(To be done)
- a) Please rewrite the part of the mailing-list post starting at "Phil Ruggera pruggera" and ending at "took: 1.150214 sec.", putting "function" wherever "routine" appears.
- b) Answer these questions from the mailing-list post:
(i) What time does it report for "numpy convolve noloop"?
(ii) What value of mode is passed to numpy.convolve?
(iii) On what date did David Grant write the quoted message?

[Numpy-discussion] Mean of n values within an array

Phil Ruggera pruggera at gmail.com
Thu Aug 3 00:41:13 CDT 2006


A variation of the proposed convolve routine is very fast:

regular python took: 1.150214 sec.
numpy mean slice took: 2.427513 sec.
numpy convolve took: 0.546854 sec.
numpy convolve noloop took: 0.058611 sec.

Code:

# mean of n values within an array
import numpy, time
def nmean(list,n):
    a = []
    for i in range(1,len(list)+1):
        start = i-n
        divisor = n
        if start < 0:
            start = 0
            divisor = i
        a.append(sum(list[start:i])/divisor)
    return a

t = [1.0*i for i in range(1400)]
start = time.clock()
for x in range(100):
    reg = nmean(t,50)
print "regular python took: %f sec."%(time.clock() - start)

def numpy_nmean(list,n):
    a = numpy.empty(len(list),dtype=float)
    for i in range(1,len(list)+1):
        start = i-n
        if start < 0:
            start = 0
        a[i-1] = list[start:i].mean(0)
    return a

t = numpy.arange(0,1400,dtype=float)
start = time.clock()
for x in range(100):
    npm = numpy_nmean(t,50)
print "numpy mean slice took: %f sec."%(time.clock() - start)

def numpy_nmean_conv(list,n):
    b = numpy.ones(n,dtype=float)
    a = numpy.convolve(list,b,mode="full")
    for i in range(0,len(list)):
        if i < n :
            a[i] /= i + 1
        else :
            a[i] /= n
    return a[:len(list)]

t = numpy.arange(0,1400,dtype=float)
start = time.clock()
for x in range(100):
    npc = numpy_nmean_conv(t,50)
print "numpy convolve took: %f sec."%(time.clock() - start)

def numpy_nmean_conv_nl(list,n):
    b = numpy.ones(n,dtype=float)
    a = numpy.convolve(list,b,mode="full")
    for i in range(n):
        a[i] /= i + 1
    a[n:] /= n
    return a[:len(list)]

t = numpy.arange(0,1400,dtype=float)
start = time.clock()
for x in range(100):
    npn = numpy_nmean_conv_nl(t,50)
print "numpy convolve noloop took: %f sec."%(time.clock() - start)

numpy.testing.assert_equal(reg,npm)
numpy.testing.assert_equal(reg,npc)
numpy.testing.assert_equal(reg,npn)

On 7/29/06, David Grant <davidgrant at gmail.com> wrote:
>
>
>
> On 7/29/06, Charles R Harris <charlesr.harris at gmail.com> wrote:
> >
> > Hmmm,
> >
> > I rewrote the subroutine a bit.

(Dataset)
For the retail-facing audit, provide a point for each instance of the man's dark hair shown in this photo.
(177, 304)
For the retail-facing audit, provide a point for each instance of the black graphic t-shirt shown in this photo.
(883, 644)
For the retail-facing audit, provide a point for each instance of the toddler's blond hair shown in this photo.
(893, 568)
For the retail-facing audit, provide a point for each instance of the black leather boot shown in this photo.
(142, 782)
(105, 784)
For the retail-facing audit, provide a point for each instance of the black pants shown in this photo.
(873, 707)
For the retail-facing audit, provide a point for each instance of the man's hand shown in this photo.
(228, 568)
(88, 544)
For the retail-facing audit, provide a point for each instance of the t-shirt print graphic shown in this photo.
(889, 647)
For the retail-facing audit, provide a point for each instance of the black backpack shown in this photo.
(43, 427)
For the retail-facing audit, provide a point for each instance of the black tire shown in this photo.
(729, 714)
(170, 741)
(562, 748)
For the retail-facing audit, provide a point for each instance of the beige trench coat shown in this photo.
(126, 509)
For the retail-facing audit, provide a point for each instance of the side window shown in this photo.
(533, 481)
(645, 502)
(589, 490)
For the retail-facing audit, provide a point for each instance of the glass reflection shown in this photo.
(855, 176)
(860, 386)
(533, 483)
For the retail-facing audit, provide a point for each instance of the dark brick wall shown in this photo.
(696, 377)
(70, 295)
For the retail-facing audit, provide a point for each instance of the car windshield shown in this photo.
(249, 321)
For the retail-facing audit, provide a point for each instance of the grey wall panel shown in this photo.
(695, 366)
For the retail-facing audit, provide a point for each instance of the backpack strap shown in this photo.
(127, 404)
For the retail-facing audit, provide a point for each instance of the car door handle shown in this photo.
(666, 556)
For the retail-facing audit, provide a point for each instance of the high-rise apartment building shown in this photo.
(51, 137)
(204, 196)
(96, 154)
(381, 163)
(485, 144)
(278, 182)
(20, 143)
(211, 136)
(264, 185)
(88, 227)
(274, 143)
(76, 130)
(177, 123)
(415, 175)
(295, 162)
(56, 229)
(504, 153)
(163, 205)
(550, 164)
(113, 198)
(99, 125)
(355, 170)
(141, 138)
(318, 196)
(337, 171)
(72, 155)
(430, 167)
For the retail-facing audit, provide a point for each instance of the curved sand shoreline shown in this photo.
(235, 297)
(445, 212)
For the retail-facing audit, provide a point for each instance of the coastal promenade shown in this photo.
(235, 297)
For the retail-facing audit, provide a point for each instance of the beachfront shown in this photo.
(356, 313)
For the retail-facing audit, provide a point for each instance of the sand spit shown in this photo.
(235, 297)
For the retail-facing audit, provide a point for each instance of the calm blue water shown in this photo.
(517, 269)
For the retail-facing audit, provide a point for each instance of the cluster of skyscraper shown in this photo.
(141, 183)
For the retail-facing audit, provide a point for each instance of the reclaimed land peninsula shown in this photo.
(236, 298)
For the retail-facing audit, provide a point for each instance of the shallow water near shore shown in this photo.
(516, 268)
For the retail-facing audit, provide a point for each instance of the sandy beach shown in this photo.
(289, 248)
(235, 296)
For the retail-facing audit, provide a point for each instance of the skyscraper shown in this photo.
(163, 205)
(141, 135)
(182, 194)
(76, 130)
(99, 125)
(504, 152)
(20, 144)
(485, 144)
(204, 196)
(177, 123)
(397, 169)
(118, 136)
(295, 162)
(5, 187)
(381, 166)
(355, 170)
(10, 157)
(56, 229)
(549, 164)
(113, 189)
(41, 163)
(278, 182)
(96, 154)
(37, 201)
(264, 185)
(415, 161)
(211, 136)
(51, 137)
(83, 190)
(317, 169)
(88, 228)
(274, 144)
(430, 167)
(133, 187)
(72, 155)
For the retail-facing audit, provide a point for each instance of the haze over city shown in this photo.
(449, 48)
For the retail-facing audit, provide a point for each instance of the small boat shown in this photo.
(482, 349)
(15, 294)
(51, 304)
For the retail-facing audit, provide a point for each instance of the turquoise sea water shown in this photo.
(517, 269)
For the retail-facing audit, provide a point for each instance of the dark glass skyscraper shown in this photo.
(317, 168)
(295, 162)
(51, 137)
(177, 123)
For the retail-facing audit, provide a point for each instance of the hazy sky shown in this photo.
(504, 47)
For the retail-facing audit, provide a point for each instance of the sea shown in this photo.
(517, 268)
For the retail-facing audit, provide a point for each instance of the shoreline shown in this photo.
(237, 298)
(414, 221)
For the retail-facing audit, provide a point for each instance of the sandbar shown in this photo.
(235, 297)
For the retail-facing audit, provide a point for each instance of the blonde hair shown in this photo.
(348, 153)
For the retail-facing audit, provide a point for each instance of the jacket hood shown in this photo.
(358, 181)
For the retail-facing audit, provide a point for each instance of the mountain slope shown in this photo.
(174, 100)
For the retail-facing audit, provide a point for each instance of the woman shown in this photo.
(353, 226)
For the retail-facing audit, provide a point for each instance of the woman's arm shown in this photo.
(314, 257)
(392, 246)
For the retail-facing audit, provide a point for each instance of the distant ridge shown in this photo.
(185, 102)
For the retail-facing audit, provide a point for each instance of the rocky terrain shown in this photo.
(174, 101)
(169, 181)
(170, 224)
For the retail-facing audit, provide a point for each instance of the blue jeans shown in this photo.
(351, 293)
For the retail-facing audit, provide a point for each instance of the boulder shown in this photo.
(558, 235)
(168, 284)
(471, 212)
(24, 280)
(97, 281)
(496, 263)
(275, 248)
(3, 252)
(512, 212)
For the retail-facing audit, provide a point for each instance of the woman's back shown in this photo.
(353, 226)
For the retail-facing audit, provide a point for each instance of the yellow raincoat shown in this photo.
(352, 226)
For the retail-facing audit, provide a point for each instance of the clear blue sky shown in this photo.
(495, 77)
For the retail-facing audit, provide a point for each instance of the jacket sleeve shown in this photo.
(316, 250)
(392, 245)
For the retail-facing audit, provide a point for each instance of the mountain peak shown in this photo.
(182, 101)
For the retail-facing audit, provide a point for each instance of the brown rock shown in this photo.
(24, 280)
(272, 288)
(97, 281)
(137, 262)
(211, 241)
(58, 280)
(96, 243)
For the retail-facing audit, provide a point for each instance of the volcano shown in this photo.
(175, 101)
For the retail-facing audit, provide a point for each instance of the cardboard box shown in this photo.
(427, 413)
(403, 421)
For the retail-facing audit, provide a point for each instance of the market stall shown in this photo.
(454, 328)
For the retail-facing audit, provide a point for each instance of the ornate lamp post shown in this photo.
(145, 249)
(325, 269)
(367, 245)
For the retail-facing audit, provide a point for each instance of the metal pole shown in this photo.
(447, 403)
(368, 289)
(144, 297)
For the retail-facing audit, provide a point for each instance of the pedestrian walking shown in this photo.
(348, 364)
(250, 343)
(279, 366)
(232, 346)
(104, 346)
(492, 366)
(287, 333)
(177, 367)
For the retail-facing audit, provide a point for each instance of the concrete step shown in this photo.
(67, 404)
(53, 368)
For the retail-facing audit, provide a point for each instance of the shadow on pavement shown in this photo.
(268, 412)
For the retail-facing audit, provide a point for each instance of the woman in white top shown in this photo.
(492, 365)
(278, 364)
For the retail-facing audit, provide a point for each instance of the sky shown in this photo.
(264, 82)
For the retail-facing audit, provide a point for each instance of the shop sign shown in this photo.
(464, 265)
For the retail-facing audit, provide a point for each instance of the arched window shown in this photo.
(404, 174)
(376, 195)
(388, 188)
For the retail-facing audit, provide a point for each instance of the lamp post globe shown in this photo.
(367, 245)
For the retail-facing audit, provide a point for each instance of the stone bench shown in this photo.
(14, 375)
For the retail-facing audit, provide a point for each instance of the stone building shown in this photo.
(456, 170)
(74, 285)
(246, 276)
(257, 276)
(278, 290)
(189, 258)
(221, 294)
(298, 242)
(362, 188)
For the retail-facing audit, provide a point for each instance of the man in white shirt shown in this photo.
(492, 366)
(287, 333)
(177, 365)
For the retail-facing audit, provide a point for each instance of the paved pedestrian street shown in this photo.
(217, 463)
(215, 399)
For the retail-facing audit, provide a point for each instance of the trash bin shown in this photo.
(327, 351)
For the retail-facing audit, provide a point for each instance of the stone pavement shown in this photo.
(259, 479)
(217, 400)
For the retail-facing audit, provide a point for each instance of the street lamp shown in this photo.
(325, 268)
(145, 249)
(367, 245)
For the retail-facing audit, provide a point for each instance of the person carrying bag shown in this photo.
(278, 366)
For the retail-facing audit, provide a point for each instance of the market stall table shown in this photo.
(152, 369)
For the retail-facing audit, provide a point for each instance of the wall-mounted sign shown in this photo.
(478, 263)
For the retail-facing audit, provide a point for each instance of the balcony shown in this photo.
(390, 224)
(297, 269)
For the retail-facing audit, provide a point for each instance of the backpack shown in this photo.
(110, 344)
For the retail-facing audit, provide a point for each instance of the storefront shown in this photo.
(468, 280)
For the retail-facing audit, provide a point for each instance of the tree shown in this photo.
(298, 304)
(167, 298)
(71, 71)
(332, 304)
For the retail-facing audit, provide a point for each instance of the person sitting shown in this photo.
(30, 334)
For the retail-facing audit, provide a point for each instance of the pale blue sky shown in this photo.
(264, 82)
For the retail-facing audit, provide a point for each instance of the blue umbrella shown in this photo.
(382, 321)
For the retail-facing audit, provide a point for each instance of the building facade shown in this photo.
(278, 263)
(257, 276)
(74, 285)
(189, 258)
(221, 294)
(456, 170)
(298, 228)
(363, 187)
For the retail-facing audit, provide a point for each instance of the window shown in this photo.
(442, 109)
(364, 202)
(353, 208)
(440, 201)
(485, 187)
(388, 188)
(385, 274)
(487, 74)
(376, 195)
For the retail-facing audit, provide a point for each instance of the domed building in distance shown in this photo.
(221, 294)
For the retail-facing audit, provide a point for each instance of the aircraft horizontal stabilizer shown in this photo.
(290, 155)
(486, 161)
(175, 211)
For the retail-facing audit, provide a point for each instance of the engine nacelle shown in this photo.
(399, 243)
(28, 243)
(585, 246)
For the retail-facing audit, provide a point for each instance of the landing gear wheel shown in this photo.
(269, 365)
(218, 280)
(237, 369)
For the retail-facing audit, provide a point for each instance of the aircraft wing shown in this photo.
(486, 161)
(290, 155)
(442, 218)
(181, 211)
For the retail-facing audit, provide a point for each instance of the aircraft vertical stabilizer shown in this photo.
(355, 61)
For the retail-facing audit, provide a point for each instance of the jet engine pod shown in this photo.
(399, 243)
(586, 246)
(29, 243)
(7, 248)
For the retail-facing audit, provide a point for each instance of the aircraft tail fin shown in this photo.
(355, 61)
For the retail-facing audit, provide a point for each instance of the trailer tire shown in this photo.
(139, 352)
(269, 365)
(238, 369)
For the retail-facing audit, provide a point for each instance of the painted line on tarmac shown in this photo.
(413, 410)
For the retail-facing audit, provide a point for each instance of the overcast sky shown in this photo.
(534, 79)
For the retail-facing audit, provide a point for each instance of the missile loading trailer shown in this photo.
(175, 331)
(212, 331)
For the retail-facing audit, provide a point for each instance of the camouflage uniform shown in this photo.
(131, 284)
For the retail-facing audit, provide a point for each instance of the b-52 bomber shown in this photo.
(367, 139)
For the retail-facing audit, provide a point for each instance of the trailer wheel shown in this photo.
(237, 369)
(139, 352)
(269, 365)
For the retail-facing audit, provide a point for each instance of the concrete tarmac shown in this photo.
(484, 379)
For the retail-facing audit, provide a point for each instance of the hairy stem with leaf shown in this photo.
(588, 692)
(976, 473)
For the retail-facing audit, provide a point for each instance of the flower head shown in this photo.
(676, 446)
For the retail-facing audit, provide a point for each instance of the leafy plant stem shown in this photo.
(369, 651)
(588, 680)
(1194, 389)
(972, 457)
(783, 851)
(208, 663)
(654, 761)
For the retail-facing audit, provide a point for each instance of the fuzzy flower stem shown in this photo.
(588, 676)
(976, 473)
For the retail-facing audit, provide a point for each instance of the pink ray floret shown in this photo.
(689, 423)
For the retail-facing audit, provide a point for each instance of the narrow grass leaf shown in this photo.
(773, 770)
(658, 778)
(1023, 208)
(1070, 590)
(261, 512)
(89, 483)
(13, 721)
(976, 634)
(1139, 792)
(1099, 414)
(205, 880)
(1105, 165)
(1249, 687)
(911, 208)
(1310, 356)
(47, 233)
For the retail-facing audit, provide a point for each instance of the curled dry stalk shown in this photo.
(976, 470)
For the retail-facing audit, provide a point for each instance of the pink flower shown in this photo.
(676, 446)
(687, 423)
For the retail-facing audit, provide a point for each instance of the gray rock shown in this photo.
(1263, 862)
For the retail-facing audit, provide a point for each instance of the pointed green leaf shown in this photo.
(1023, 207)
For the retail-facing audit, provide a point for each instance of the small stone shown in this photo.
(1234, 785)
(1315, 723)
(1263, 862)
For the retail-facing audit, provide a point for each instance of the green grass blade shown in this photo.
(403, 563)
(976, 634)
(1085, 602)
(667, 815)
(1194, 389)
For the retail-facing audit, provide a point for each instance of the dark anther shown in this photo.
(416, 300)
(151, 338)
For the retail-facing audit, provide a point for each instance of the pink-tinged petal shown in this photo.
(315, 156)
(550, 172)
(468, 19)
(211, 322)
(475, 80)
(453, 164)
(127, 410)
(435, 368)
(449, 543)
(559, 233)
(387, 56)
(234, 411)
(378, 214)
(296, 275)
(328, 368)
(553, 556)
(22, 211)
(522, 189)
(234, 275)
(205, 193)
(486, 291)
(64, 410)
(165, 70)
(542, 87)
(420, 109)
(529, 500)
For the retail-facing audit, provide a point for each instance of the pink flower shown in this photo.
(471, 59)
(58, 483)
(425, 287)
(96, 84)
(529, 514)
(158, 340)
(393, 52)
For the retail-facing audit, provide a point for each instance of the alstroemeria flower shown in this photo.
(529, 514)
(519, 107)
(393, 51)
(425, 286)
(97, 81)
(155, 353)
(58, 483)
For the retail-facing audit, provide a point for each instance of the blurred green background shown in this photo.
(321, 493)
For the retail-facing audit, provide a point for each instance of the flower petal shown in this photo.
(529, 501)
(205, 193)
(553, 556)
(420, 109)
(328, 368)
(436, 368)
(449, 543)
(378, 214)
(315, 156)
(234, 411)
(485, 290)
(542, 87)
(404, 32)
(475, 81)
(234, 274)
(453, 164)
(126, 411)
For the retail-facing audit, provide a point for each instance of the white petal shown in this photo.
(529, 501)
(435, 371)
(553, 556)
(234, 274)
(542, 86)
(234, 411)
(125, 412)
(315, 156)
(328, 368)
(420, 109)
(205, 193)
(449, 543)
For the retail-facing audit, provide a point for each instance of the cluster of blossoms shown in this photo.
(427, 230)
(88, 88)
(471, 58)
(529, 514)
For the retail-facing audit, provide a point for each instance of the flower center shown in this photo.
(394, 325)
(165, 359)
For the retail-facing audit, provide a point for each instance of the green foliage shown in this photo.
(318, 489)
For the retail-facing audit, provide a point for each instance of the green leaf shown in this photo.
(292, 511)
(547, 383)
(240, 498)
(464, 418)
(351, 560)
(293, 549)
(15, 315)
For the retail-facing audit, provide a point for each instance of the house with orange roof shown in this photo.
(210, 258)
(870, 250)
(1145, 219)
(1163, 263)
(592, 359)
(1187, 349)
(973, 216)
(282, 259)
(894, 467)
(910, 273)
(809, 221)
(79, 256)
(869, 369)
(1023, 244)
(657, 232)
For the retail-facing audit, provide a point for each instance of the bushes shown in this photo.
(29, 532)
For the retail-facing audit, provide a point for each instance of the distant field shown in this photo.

(Written responses)
- a)
Phil Ruggera pruggera at gmail.com
Thu Aug 3 00:41:13 CDT 2006


A variation of the proposed convolve function is very fast:

regular python took: 1.150214 sec.

- b)
(i) 0.058611 sec.
(ii) "full"
(iii) 7/29/06